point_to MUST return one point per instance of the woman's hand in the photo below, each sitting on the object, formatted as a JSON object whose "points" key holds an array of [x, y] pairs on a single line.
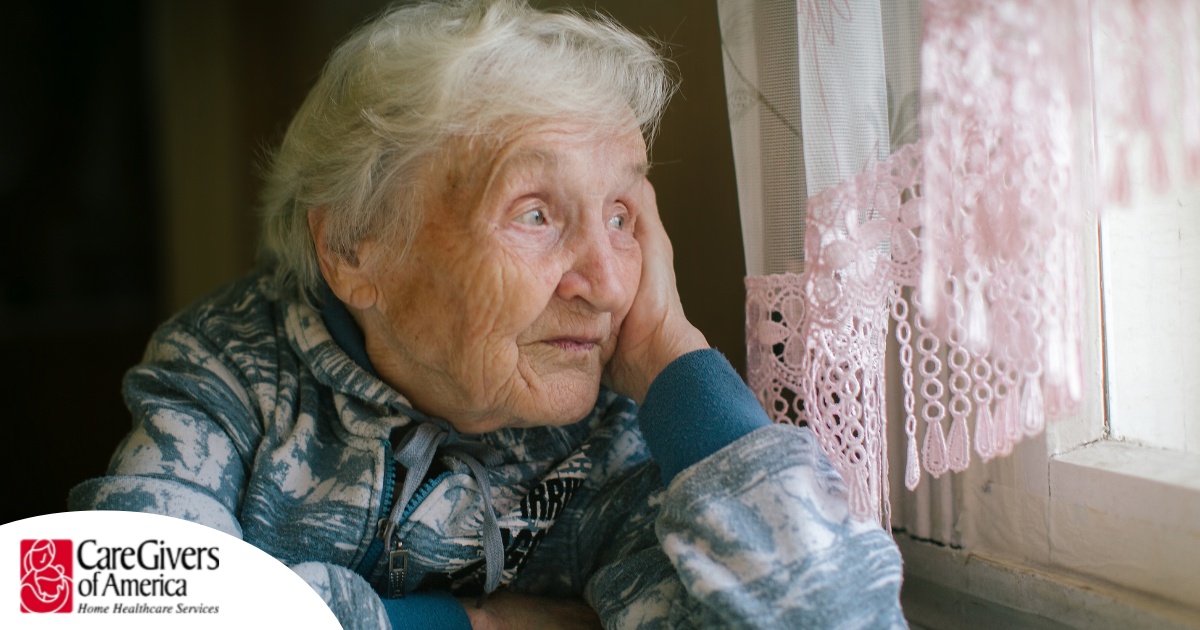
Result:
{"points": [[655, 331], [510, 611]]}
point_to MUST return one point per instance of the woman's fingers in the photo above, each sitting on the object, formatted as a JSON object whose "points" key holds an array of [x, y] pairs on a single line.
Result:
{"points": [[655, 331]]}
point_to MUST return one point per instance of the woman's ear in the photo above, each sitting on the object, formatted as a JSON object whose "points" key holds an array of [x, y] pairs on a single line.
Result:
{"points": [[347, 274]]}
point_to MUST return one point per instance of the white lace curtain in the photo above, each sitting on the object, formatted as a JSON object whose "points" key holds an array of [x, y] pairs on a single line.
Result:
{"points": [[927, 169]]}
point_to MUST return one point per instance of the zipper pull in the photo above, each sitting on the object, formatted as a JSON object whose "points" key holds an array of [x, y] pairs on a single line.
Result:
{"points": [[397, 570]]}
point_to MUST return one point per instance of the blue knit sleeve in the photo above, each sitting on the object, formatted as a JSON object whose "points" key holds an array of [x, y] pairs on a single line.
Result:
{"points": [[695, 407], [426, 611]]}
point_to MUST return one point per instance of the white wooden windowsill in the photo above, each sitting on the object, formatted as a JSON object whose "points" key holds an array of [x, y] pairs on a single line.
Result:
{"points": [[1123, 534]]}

:::::

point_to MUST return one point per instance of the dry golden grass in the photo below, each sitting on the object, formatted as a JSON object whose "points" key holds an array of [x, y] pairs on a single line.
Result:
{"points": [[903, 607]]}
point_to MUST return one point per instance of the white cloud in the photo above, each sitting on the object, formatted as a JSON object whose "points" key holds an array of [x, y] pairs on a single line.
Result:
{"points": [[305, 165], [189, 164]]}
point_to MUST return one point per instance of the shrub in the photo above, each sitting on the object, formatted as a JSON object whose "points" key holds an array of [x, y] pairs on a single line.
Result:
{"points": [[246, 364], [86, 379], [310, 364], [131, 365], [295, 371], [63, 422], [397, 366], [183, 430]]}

:::::

### The request
Collect every line of the entries above that contains the string "below", matching uppercase and lowercase letters exactly.

### Correct response
point_to MUST return one point per instance of the woman's hand in the photo below, each sitting on the object, formatted as a JSON object whose "points" key holds an array of [x, y] pairs on a single line.
point_to MUST return one point per instance of the dry golden grass in the photo below, each sitting on the object, formatted as a JSON object whose "points" key holds an array of [x, y] pairs on a single line.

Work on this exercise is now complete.